* [TASK OBJECTIVE]:
Can you pull every line from the listing below and reproduce each one word for word?

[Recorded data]
··········

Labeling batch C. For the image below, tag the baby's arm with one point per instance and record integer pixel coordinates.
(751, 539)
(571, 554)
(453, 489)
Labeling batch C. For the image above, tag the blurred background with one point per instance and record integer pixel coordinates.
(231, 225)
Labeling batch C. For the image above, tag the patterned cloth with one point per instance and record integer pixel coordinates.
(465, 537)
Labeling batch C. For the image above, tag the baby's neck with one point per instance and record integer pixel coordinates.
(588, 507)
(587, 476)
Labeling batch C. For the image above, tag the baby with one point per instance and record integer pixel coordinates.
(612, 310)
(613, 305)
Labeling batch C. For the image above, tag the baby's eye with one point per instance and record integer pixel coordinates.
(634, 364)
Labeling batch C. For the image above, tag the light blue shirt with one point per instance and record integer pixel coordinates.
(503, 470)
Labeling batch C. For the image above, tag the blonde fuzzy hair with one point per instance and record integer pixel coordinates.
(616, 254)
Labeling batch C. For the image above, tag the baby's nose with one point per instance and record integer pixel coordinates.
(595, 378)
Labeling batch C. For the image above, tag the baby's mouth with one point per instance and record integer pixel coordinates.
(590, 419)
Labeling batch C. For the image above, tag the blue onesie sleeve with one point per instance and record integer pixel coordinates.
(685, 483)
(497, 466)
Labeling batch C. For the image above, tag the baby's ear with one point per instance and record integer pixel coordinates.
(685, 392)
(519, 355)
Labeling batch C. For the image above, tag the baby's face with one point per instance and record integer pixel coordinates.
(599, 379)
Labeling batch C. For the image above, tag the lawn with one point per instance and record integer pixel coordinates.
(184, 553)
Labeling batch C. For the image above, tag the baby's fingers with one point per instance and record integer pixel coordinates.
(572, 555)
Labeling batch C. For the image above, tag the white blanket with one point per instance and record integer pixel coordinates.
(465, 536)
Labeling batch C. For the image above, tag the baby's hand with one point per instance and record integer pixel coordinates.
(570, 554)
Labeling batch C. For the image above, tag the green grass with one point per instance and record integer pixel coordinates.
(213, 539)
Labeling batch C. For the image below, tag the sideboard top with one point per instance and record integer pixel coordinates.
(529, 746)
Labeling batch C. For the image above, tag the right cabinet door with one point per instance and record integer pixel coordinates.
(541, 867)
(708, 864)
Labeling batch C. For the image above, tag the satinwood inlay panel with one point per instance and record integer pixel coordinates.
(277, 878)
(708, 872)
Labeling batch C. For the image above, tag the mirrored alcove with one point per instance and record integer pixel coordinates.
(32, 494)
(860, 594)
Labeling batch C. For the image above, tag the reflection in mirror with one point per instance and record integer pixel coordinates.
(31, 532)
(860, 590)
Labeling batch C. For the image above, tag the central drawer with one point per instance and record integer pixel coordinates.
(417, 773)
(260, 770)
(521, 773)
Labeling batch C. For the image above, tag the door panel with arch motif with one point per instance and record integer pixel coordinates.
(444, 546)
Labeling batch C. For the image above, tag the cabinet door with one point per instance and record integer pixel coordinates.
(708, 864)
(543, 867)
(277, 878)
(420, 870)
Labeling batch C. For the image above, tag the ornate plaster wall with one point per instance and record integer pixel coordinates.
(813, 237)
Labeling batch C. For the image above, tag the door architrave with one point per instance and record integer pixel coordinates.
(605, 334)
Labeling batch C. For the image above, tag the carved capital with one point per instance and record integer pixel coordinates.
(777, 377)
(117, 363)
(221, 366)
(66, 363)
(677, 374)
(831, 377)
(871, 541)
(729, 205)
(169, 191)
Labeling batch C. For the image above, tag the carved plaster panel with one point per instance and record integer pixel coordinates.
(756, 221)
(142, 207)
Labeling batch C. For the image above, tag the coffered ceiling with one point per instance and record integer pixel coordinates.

··········

* [ANSWER FOR THE TASK]:
Labeling batch C. For the image below, tag the baby's arm with one point per instance and record integer pixel coordinates.
(751, 539)
(571, 554)
(453, 489)
Labeling batch C. For the image above, tag the blurred background with one point per instance and record integer pixel coordinates.
(231, 225)
Labeling batch C. For the image above, tag the patterned cloth with one point per instance and record integer pixel coordinates.
(465, 537)
Labeling batch C. For the image above, tag the baby's neck with one point per instance and record integer pixel coordinates.
(588, 507)
(587, 476)
Labeling batch C. For the image above, tag the baby with one point per instance and record integer pixel coordinates.
(612, 310)
(613, 305)
Labeling batch C. For the image above, tag the baby's eye with one point per instance and record integer pixel coordinates.
(634, 364)
Labeling batch C. For the image above, tag the light blue shirt with one point per instance and record integer pixel coordinates.
(503, 470)
Labeling batch C. For the image above, tag the blonde fuzzy hair with one point per instance and record integer pixel coordinates.
(616, 254)
Labeling batch C. For the image above, tag the baby's nose with one point per instance and record integer pixel coordinates.
(595, 378)
Labeling batch C. For the image above, tag the baby's mouth with one point per instance and record integer pixel coordinates.
(590, 419)
Labeling batch C. For the image above, tag the blue onesie sleeve with one point per instance and record integer pixel coordinates.
(685, 483)
(497, 466)
Labeling batch C. For the image above, tag the baby's ear with one point per instance and record integer pixel coordinates.
(685, 392)
(519, 355)
Labeling batch C. For the image above, tag the baby's face with one point per instance and record integer pixel coordinates.
(599, 379)
Labeling batch C. For the image above, tag the lawn with one point per instance and record integer pixel coordinates.
(184, 553)
Labeling batch C. For the image above, tag the baby's fingers with one point per instance and record integer pixel coordinates.
(572, 555)
Labeling batch C. For the image above, tag the white blanket with one point per instance and record integer pixel coordinates.
(465, 536)
Labeling batch C. For the image above, tag the baby's hand with one point per instance and record integer pixel coordinates.
(570, 554)
Labeling batch C. For the image above, tag the green grass with one point per instance and record integer pixel coordinates.
(213, 539)
Labeling batch C. For the image below, tag the sideboard top with one point per instance and record integer pixel coordinates.
(529, 746)
Labeling batch C. For the image above, tag the right cabinet door with one point per instance and record integer pixel coordinates.
(541, 867)
(708, 864)
Labeling batch C. For the image above, tag the satinwood inlay panel with one point per instance and record integer pixel coordinates.
(277, 878)
(708, 872)
Labeling batch C. For the image above, tag the mirrored alcove with one point per instance and record integer pixel coordinates.
(32, 494)
(860, 594)
Labeling batch C. For the image above, tag the reflection in mirror with one point per instance and record integer pixel coordinates.
(31, 532)
(860, 590)
Labeling batch C. For the image above, tag the central drawer with one point per instance and record integer pixel coordinates.
(417, 773)
(260, 770)
(521, 773)
Labeling batch C. For the image above, tag the door panel with arch motif with one point per instance and record integer pixel coordinates.
(444, 546)
Labeling batch C. For the image above, tag the cabinet door with one point per instance and record integer pixel coordinates.
(708, 864)
(543, 867)
(277, 878)
(420, 870)
Labeling batch C. For the image above, tag the ornate plaster wall with one point per instance and record integer pixel coordinates.
(813, 237)
Labeling batch C. For the image above, tag the door architrave with one point per instance and record integer pixel coordinates.
(605, 334)
Labeling batch C. For the image above, tag the carved capital with one point per instance and record integer pixel coordinates.
(777, 377)
(117, 363)
(221, 366)
(66, 363)
(677, 374)
(831, 377)
(871, 541)
(729, 205)
(169, 191)
Labeling batch C. For the image above, tag the carved plaster panel with one point per instance and record integer pixel coordinates.
(756, 221)
(142, 207)
Labeling batch C. For the image above, tag the coffered ceiling with one point per instance and record integer pixel coordinates.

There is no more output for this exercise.